§ **STATED TASK**
Set out the part of the entries below that opens with the line containing "job: trace the outline of every instance of the blue sky" and runs to the end of the entries as a Markdown table. Use the columns Row and Line, number each line, and leave out blank lines.
━━━━━ ITEMS ━━━━━
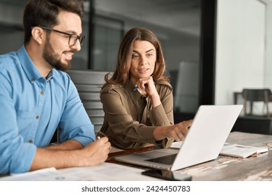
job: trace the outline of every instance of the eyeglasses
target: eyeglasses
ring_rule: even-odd
[[[50,28],[48,28],[46,26],[40,26],[40,28],[42,28],[43,29],[45,29],[45,30],[48,30],[48,31],[54,31],[54,32],[57,32],[59,33],[63,33],[63,34],[65,34],[66,36],[69,36],[68,45],[70,46],[74,46],[75,45],[75,43],[77,42],[77,40],[80,41],[80,45],[82,45],[83,40],[85,39],[85,36],[79,36],[76,34],[70,34],[70,33],[68,33],[66,32],[62,32],[62,31],[57,31],[57,30],[55,30],[53,29],[50,29]]]

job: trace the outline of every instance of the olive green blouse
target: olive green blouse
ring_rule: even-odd
[[[169,147],[172,139],[156,141],[153,132],[158,126],[174,125],[173,93],[169,82],[157,81],[156,86],[162,102],[152,109],[150,97],[144,97],[130,81],[124,86],[107,84],[100,91],[105,112],[100,132],[112,146],[130,149],[153,143]]]

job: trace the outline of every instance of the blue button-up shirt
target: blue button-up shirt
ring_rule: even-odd
[[[24,46],[0,55],[0,173],[29,171],[37,147],[61,129],[61,142],[94,141],[93,125],[70,77],[53,69],[43,77]]]

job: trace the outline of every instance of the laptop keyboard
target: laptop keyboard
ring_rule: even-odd
[[[171,165],[174,163],[174,161],[176,157],[176,155],[177,154],[169,155],[166,155],[166,156],[163,156],[163,157],[160,157],[146,159],[146,161]]]

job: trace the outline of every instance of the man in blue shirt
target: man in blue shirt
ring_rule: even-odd
[[[84,40],[83,1],[31,0],[24,13],[24,44],[0,56],[0,173],[46,167],[94,166],[110,143],[95,141],[69,76]],[[48,146],[59,127],[61,143]]]

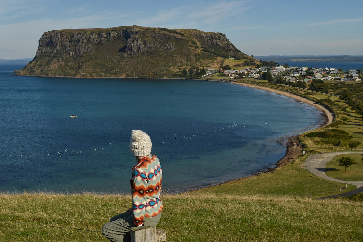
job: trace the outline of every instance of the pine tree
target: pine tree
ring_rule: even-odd
[[[338,165],[342,167],[344,167],[345,170],[344,171],[346,171],[347,167],[352,165],[354,164],[358,164],[353,159],[348,156],[344,156],[341,157],[337,161],[339,164]]]

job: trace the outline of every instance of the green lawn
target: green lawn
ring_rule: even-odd
[[[234,194],[262,196],[288,196],[313,198],[321,197],[341,193],[339,189],[345,184],[327,181],[316,176],[302,167],[305,159],[297,159],[295,163],[289,164],[273,172],[250,177],[240,180],[191,192],[192,194],[213,194],[221,196]],[[348,190],[356,188],[348,185]]]
[[[339,158],[344,156],[347,156],[354,159],[358,164],[347,167],[347,171],[344,171],[345,167],[339,165],[337,161]],[[331,177],[343,181],[363,181],[363,161],[362,160],[362,157],[363,155],[360,154],[346,154],[337,156],[326,163],[328,171],[325,172],[325,174]]]

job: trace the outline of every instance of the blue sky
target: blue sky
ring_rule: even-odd
[[[220,32],[249,55],[363,54],[362,0],[0,0],[0,58],[53,30],[137,25]]]

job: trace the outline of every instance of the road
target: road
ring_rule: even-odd
[[[363,154],[363,152],[355,152],[354,151],[342,151],[332,152],[331,153],[317,154],[309,156],[305,161],[304,165],[305,168],[314,175],[323,178],[324,179],[340,183],[351,184],[357,186],[355,189],[340,194],[335,195],[329,197],[322,197],[318,199],[324,199],[331,197],[350,197],[360,192],[363,192],[363,181],[343,181],[325,175],[325,171],[326,166],[325,164],[330,161],[336,156],[343,154]]]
━━━━━
§ **RESPONSE**
| Row | Line |
|---|---|
| 1 | job: trace the outline of every instance of the blue sky |
| 2 | target: blue sky |
| 3 | ring_rule: even-odd |
| 4 | [[[220,32],[249,55],[363,54],[362,0],[0,0],[0,58],[53,30],[137,25]]] |
| 5 | job: trace the outline of every instance of the road |
| 6 | target: road |
| 7 | ring_rule: even-odd |
| 8 | [[[363,154],[363,152],[355,152],[354,151],[342,151],[332,152],[331,153],[317,154],[309,156],[305,161],[304,165],[305,168],[314,175],[323,178],[324,179],[340,183],[351,184],[357,186],[355,189],[340,194],[335,195],[329,197],[322,197],[318,199],[324,199],[331,197],[350,197],[360,192],[363,192],[363,181],[343,181],[325,175],[325,171],[326,166],[325,164],[330,161],[336,156],[343,154]]] |